• **Task goal**: Edit all the records below, changing "cushion" to "pillow" wherever it appears and keeping everything else as it is. Leave the pictures out of your answer.

• **Provided information**:
------------------------------------------------
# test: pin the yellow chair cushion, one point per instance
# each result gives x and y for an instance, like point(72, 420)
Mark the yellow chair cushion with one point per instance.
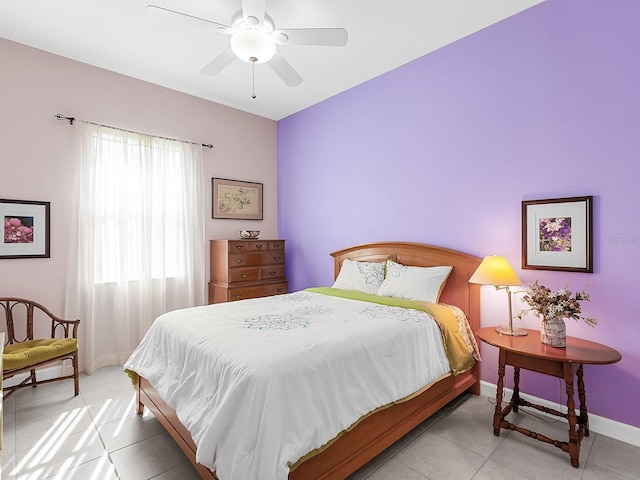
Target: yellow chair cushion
point(31, 352)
------------------------------------------------
• **Expected answer**:
# test: pin the yellow chair pillow, one point per instance
# each result gives x and y for an instance, like point(72, 420)
Mark the yellow chair pillow with one point per instance.
Target: yellow chair pillow
point(31, 352)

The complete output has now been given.